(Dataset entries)
[Start of section]

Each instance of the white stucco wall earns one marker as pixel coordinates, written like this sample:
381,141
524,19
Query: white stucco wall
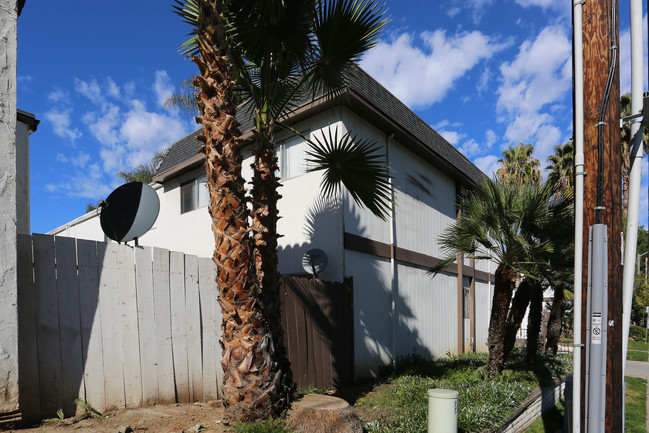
8,217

[End of section]

▶ **What the exercise asks**
For every entry above, please output the text exactly and leave any picture behind.

▶ **Your solution**
Each instance of the white stucco wall earns one marker as pixel coordinates, written like this sample:
381,141
524,19
Query: white stucco wall
8,217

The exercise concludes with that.